Task statement » Look for the string "face" in the material below. Copy every line where you find it.

Provided information »
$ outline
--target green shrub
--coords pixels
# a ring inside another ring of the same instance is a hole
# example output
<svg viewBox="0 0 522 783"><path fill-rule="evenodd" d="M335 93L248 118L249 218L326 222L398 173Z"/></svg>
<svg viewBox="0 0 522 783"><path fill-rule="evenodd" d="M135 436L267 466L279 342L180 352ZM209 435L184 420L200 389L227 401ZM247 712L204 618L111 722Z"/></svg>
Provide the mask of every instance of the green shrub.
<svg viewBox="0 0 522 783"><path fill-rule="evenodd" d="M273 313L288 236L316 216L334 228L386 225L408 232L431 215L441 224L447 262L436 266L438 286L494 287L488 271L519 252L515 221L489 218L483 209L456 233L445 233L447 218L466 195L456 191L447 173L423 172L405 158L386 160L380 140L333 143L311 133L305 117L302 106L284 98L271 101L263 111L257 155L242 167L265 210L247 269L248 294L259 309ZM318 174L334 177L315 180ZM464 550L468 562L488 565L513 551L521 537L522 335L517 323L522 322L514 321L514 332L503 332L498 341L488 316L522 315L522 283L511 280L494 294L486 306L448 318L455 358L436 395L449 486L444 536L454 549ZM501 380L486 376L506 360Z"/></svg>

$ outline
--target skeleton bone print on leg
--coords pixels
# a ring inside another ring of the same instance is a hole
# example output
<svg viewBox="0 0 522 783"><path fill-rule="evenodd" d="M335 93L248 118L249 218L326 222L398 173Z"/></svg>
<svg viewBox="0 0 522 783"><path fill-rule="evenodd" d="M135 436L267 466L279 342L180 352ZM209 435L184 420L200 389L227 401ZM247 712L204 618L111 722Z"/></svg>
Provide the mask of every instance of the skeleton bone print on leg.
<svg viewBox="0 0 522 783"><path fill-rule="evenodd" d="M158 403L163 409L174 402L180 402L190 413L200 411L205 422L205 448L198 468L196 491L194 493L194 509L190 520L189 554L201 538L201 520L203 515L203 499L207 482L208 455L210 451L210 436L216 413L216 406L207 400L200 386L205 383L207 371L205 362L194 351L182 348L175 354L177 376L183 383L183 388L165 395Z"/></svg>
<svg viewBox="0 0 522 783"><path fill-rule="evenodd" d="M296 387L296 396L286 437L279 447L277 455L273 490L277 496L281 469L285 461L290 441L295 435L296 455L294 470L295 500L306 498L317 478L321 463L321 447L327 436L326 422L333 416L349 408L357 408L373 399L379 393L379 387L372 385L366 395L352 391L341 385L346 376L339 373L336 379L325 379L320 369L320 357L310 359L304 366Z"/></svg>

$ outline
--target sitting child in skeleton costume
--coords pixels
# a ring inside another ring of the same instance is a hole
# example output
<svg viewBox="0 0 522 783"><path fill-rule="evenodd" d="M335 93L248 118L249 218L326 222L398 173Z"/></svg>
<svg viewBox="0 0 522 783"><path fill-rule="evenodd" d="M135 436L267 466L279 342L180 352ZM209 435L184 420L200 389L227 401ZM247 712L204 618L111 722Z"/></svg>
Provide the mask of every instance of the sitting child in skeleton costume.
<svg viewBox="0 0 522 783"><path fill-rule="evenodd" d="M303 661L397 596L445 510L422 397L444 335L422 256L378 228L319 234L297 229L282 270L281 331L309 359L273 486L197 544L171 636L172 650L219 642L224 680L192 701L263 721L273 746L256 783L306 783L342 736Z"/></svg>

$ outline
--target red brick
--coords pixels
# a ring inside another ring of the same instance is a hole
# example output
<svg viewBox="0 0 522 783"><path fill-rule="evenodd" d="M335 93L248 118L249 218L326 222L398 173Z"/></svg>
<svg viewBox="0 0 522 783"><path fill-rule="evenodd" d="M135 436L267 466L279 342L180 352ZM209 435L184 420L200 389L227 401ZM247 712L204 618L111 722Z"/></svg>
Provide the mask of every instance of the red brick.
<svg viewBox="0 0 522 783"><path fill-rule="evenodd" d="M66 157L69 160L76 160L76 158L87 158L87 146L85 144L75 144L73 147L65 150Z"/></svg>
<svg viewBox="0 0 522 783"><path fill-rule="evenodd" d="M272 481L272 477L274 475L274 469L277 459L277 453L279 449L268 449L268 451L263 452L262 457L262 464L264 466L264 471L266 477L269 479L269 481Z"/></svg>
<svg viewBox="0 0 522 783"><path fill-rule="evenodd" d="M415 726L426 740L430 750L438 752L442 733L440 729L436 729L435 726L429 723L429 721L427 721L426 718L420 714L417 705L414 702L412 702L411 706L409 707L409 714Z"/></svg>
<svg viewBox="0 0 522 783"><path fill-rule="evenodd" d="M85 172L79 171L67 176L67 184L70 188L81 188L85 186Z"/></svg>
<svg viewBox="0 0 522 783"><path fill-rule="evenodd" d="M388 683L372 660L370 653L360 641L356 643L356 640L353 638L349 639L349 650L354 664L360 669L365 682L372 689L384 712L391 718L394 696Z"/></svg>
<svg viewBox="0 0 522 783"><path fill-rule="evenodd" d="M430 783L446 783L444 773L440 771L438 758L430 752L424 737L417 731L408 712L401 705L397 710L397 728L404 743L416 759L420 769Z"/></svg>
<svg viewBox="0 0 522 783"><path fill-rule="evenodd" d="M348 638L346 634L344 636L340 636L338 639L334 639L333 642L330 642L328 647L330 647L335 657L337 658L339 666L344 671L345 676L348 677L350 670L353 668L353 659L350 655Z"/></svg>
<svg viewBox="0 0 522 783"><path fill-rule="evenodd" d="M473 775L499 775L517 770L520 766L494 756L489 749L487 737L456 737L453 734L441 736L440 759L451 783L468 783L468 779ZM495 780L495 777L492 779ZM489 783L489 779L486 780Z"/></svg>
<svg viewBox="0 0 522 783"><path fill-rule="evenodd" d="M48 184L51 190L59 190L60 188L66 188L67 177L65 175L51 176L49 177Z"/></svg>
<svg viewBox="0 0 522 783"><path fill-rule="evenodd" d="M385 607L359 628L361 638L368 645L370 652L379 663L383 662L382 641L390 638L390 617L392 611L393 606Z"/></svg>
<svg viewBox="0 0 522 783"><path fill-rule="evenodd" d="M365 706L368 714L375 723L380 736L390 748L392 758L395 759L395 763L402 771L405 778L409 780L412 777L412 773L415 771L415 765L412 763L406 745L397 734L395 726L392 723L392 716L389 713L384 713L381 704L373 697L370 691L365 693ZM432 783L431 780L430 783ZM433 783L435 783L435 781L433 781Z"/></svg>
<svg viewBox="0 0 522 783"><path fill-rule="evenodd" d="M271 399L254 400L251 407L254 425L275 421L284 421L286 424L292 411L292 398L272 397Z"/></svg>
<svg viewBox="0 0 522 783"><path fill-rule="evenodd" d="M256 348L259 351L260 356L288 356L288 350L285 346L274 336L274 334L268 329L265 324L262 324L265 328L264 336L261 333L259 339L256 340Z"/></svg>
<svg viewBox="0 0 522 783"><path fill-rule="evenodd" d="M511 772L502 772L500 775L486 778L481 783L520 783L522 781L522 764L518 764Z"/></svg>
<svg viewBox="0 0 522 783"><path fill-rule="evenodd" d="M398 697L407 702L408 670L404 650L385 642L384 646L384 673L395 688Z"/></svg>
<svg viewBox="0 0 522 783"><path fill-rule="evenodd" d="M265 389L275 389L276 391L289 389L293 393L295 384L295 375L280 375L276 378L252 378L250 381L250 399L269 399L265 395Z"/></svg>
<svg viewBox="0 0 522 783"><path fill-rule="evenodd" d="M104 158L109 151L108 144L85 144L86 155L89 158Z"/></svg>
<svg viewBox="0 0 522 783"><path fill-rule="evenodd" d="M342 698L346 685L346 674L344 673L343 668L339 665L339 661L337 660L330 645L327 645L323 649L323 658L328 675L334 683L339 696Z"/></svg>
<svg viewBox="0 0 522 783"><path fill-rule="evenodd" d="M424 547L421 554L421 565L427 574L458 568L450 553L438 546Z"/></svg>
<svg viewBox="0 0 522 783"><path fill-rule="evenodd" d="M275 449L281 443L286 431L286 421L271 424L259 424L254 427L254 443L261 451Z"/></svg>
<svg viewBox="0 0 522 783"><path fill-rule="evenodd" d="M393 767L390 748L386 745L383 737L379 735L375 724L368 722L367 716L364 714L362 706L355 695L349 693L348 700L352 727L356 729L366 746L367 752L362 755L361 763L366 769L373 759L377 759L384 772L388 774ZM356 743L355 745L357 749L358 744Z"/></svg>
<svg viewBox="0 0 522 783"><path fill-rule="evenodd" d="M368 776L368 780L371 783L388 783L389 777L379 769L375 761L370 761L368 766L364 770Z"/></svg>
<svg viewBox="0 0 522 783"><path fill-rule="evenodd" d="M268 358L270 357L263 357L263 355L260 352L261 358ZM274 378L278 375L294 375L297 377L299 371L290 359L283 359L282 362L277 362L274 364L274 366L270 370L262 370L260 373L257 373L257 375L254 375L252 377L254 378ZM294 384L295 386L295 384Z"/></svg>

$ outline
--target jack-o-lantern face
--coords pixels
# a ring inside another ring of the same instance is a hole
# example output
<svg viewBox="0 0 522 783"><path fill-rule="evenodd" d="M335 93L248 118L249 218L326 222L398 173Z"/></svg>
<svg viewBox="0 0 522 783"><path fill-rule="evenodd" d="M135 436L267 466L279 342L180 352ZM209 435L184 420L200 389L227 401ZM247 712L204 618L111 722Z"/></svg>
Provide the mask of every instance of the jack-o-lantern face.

Response »
--target jack-o-lantern face
Provide the mask of every instance of the jack-o-lantern face.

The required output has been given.